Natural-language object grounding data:
☆ ☆ ☆ ☆

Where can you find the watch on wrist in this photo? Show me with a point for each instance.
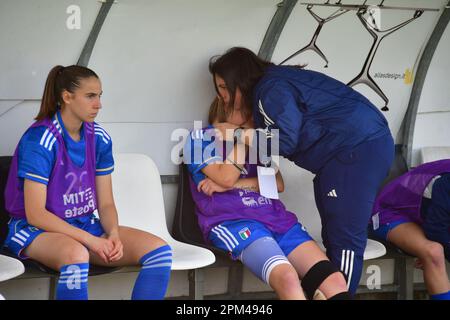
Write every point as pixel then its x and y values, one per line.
pixel 238 135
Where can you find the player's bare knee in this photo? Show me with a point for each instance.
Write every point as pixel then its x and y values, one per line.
pixel 434 254
pixel 285 276
pixel 336 280
pixel 74 253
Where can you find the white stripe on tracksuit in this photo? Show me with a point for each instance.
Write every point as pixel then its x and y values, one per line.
pixel 225 235
pixel 347 264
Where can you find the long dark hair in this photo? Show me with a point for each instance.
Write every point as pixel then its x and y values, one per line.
pixel 239 68
pixel 59 79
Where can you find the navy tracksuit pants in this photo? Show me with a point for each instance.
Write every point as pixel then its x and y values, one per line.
pixel 345 191
pixel 436 213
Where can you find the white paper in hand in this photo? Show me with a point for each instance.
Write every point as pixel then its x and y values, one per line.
pixel 267 182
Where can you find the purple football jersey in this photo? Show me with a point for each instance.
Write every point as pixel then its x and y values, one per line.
pixel 240 204
pixel 402 197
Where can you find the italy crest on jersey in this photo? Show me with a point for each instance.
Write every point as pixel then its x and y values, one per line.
pixel 244 233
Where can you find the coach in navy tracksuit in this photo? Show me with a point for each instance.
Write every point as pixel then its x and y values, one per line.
pixel 325 127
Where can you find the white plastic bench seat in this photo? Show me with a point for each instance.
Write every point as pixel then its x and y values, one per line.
pixel 10 268
pixel 429 154
pixel 374 249
pixel 139 200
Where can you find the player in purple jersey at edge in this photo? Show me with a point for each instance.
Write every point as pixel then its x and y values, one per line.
pixel 258 231
pixel 59 194
pixel 413 212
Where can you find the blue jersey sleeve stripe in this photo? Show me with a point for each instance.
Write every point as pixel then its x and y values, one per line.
pixel 206 162
pixel 36 178
pixel 98 128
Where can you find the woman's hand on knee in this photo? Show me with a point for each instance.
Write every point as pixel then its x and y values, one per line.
pixel 102 247
pixel 117 251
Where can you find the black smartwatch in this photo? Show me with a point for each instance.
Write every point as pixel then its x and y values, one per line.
pixel 237 135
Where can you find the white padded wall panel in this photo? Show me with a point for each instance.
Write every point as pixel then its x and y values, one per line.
pixel 346 43
pixel 436 90
pixel 14 123
pixel 34 38
pixel 152 139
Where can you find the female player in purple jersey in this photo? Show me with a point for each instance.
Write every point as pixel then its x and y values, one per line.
pixel 413 212
pixel 258 231
pixel 53 210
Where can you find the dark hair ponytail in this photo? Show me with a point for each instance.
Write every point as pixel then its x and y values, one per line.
pixel 239 68
pixel 59 79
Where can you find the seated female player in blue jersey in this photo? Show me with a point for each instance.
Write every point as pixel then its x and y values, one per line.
pixel 413 212
pixel 260 232
pixel 60 181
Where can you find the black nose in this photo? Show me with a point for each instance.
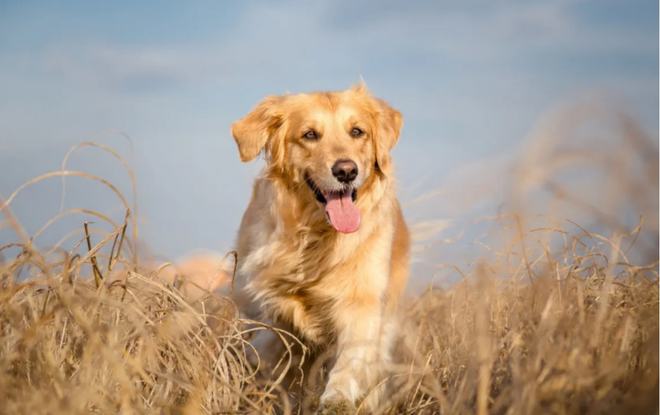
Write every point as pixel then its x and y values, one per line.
pixel 345 170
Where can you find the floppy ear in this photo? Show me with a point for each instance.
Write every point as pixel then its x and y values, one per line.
pixel 390 122
pixel 253 131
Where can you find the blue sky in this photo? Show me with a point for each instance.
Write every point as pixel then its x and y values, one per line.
pixel 472 78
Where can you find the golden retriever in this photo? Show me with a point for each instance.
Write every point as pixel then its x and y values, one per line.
pixel 323 247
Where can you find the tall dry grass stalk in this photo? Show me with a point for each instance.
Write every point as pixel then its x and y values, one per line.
pixel 560 320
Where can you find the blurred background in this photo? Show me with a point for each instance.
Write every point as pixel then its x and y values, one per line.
pixel 491 93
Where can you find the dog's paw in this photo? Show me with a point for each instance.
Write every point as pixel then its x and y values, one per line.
pixel 336 407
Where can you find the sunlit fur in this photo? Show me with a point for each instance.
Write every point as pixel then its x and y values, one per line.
pixel 293 267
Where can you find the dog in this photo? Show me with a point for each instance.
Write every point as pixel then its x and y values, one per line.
pixel 323 248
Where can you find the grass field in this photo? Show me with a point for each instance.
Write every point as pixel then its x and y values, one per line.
pixel 567 326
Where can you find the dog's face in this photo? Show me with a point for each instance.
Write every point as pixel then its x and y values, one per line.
pixel 330 142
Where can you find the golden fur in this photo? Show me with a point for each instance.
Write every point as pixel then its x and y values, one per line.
pixel 293 267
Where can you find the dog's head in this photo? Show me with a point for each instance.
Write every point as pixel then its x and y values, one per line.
pixel 330 142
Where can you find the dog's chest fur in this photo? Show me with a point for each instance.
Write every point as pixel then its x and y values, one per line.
pixel 295 269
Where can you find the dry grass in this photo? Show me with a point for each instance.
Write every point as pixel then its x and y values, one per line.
pixel 559 321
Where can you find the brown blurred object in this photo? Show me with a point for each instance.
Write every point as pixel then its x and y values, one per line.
pixel 198 274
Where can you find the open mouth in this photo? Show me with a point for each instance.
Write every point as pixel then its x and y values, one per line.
pixel 340 209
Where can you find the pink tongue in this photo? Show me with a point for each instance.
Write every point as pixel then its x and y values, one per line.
pixel 344 215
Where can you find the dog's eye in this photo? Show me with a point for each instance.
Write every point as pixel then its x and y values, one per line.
pixel 357 132
pixel 311 135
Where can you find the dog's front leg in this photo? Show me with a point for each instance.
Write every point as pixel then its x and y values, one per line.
pixel 362 351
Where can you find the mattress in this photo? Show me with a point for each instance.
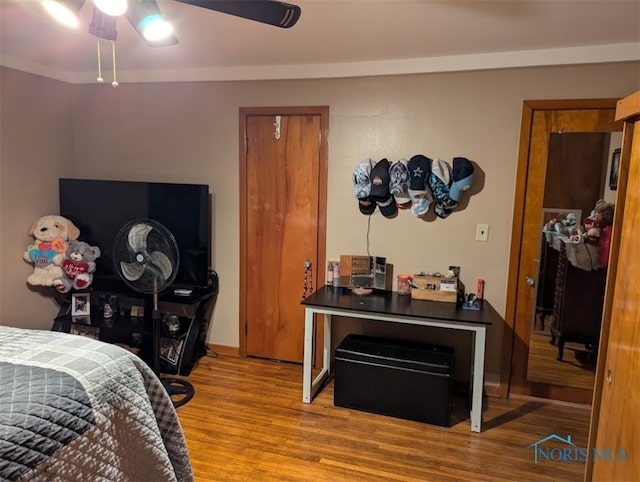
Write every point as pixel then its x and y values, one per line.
pixel 76 409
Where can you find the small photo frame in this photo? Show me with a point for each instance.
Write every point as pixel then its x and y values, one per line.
pixel 80 304
pixel 88 331
pixel 81 320
pixel 615 167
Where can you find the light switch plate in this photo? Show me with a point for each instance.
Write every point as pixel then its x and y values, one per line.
pixel 482 232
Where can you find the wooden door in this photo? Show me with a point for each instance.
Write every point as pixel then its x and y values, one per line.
pixel 615 426
pixel 540 122
pixel 283 203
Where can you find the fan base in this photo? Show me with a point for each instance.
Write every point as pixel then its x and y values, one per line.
pixel 180 391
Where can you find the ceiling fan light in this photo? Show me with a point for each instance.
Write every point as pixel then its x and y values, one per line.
pixel 111 7
pixel 155 28
pixel 64 12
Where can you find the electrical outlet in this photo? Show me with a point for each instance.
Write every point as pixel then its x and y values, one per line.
pixel 482 232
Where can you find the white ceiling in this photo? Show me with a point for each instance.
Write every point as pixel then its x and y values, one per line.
pixel 333 38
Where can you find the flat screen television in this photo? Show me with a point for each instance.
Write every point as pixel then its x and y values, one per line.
pixel 99 208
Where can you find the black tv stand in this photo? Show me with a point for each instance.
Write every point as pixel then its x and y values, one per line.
pixel 131 325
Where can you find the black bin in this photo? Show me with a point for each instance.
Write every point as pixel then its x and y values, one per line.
pixel 401 379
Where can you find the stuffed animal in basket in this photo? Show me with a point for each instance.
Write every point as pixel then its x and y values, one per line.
pixel 77 266
pixel 51 233
pixel 600 217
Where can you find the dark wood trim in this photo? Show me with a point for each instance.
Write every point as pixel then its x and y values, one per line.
pixel 628 109
pixel 516 239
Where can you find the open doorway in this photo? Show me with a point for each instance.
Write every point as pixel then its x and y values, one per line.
pixel 573 138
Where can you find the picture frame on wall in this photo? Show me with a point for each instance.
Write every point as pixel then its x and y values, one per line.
pixel 615 167
pixel 80 304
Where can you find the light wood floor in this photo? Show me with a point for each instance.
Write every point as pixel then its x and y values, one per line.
pixel 247 422
pixel 577 368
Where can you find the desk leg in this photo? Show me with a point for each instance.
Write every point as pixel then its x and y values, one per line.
pixel 326 351
pixel 478 379
pixel 308 355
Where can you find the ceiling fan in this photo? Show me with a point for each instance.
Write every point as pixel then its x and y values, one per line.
pixel 148 21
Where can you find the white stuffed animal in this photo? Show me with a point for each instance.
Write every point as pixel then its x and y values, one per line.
pixel 51 235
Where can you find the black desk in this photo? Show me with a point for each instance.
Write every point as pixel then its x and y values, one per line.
pixel 392 307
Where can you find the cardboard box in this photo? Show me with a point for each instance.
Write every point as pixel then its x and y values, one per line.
pixel 435 288
pixel 365 271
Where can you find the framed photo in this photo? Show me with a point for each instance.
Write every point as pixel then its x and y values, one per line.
pixel 84 330
pixel 80 304
pixel 81 320
pixel 615 166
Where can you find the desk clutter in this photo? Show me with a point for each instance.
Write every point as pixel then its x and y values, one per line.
pixel 363 274
pixel 413 185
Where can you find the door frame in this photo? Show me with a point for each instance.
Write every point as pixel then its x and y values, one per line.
pixel 318 271
pixel 509 337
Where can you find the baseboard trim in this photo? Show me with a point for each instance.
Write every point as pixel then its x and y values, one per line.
pixel 224 349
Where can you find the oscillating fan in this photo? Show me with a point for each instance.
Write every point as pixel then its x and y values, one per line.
pixel 146 257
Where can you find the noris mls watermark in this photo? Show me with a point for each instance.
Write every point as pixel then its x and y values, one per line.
pixel 554 448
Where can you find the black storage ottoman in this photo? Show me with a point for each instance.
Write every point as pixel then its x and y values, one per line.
pixel 401 379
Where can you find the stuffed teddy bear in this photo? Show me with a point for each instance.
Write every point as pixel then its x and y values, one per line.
pixel 77 266
pixel 51 233
pixel 600 217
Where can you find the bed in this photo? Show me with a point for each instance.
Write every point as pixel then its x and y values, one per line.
pixel 77 409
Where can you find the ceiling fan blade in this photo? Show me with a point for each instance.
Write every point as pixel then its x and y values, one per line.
pixel 271 12
pixel 103 26
pixel 140 14
pixel 162 262
pixel 137 236
pixel 131 271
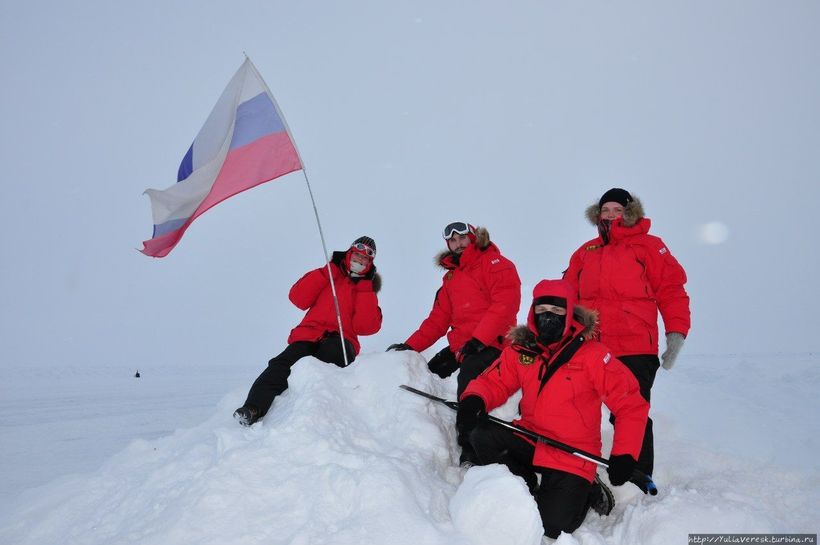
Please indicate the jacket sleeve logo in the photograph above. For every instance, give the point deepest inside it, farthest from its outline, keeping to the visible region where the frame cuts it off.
(525, 359)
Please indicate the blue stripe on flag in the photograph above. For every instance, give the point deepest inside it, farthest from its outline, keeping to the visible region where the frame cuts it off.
(167, 227)
(255, 118)
(186, 167)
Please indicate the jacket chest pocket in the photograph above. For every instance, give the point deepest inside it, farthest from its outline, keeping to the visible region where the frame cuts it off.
(569, 395)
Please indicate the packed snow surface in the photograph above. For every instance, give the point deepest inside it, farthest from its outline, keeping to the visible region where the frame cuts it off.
(346, 457)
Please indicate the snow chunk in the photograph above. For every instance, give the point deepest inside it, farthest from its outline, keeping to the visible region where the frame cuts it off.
(493, 506)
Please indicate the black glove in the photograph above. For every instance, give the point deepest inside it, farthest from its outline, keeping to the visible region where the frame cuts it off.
(444, 363)
(471, 412)
(471, 347)
(620, 468)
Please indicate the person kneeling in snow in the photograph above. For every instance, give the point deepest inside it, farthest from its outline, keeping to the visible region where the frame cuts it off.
(357, 283)
(564, 375)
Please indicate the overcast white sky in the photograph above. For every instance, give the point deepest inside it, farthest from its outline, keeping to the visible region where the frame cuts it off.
(408, 115)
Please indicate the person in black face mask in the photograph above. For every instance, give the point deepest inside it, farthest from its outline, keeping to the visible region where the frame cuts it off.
(564, 375)
(550, 320)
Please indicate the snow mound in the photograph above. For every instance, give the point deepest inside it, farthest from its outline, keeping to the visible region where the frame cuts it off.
(346, 457)
(477, 513)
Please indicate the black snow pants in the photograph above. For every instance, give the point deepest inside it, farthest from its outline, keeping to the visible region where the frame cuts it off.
(644, 367)
(274, 379)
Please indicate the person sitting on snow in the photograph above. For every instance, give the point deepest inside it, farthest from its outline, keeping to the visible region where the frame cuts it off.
(357, 283)
(475, 307)
(564, 375)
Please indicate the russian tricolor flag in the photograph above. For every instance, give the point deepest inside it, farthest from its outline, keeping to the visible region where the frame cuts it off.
(244, 143)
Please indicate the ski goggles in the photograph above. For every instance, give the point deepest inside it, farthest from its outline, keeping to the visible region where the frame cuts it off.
(364, 249)
(456, 228)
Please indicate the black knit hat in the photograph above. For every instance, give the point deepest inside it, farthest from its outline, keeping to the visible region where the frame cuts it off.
(616, 194)
(367, 241)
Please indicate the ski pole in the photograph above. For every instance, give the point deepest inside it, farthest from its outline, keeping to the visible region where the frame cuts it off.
(637, 475)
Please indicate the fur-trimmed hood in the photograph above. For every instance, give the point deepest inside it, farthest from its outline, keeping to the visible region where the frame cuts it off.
(522, 335)
(482, 242)
(338, 259)
(632, 212)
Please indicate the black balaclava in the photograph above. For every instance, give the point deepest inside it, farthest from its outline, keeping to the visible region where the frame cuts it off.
(550, 327)
(603, 230)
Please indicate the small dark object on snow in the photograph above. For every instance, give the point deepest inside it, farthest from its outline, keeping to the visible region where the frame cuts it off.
(246, 415)
(601, 499)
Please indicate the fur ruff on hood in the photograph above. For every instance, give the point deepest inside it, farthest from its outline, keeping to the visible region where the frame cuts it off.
(521, 335)
(338, 259)
(632, 212)
(482, 241)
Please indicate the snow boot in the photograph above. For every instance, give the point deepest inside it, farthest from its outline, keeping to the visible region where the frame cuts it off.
(601, 499)
(468, 457)
(246, 415)
(647, 487)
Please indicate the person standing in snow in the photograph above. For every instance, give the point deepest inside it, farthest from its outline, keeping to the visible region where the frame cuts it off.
(357, 283)
(628, 275)
(475, 307)
(564, 375)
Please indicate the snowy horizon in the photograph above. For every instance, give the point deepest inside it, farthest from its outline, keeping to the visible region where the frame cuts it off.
(408, 116)
(345, 456)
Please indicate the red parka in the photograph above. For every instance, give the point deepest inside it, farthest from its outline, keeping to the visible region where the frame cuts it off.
(568, 407)
(358, 304)
(479, 297)
(628, 280)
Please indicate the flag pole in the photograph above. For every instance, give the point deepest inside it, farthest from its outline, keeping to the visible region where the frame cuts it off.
(315, 210)
(329, 270)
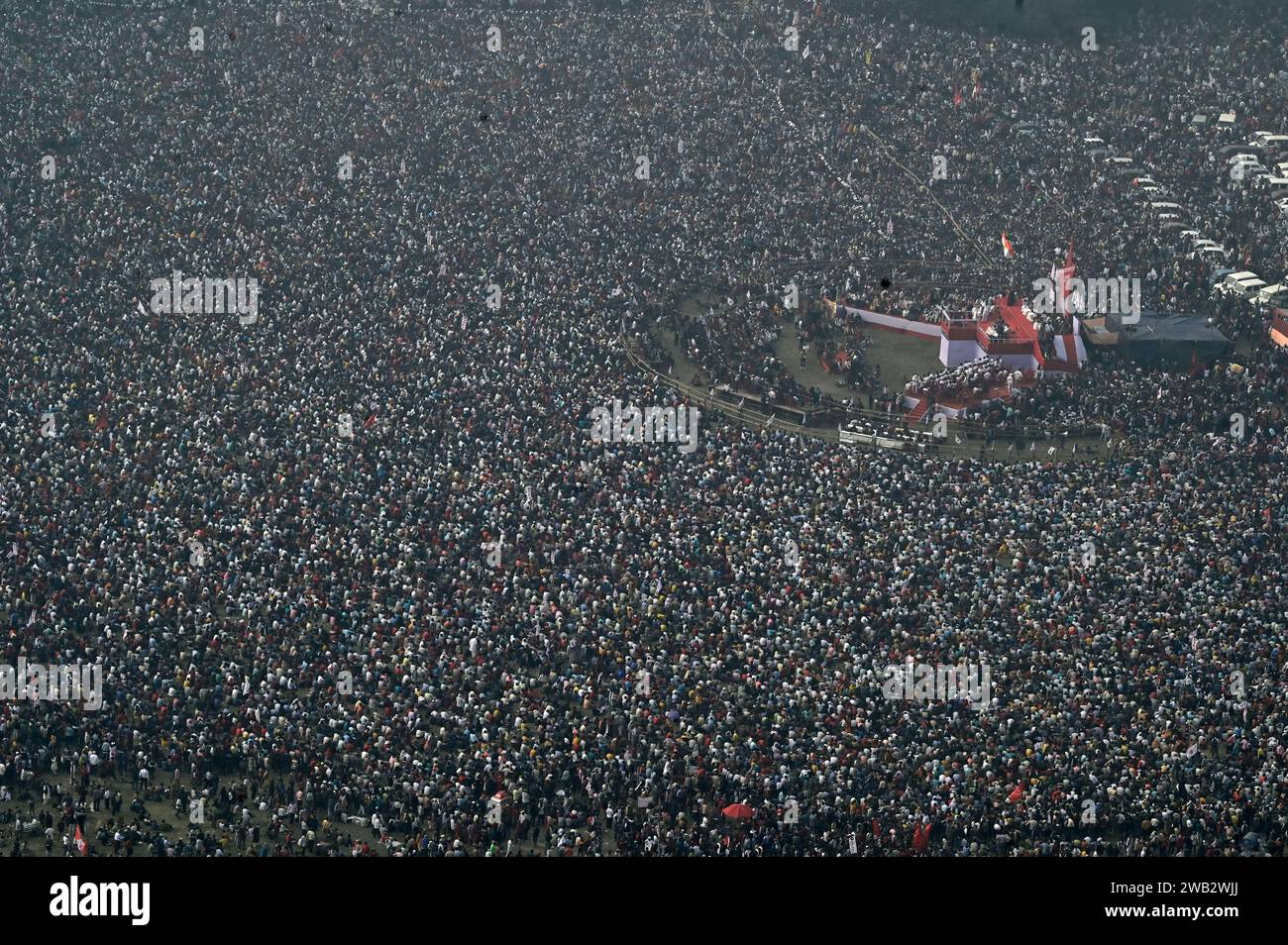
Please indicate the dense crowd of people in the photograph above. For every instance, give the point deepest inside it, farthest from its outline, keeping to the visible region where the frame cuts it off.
(456, 625)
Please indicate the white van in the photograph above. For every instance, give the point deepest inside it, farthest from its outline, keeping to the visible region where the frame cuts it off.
(1243, 283)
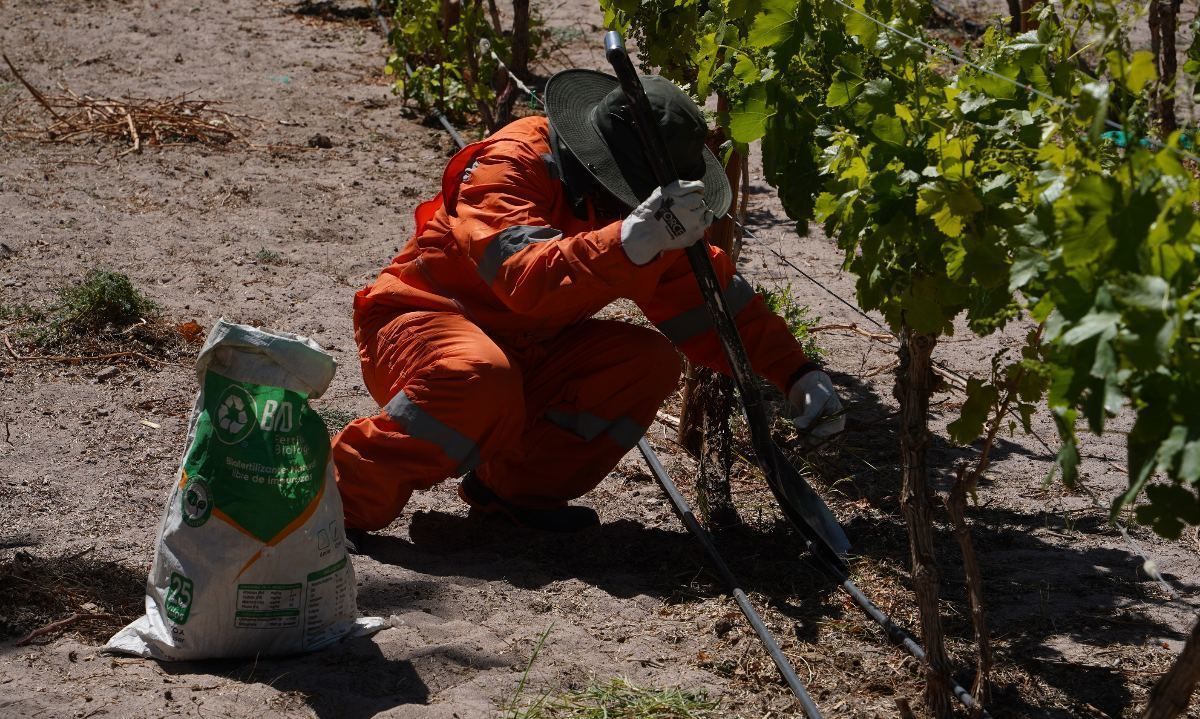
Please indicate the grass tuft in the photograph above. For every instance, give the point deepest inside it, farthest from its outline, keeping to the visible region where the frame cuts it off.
(265, 256)
(798, 317)
(105, 303)
(619, 699)
(335, 419)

☆ ☆ ☆ ☆

PROBLEM STATEMENT: Look over the data above and show each line that contains "ceiling".

ANSWER FOR THIS EXERCISE:
Where can you find the ceiling fan light in this photo? Show me with a point for each instance.
Where can you find the white ceiling in this photo? Show me with a point for each instance.
Where can you find the ceiling fan in this photo? Show me with a point for each instance.
Where can you find the ceiling fan blade in this photo? Show me with a point for each instance.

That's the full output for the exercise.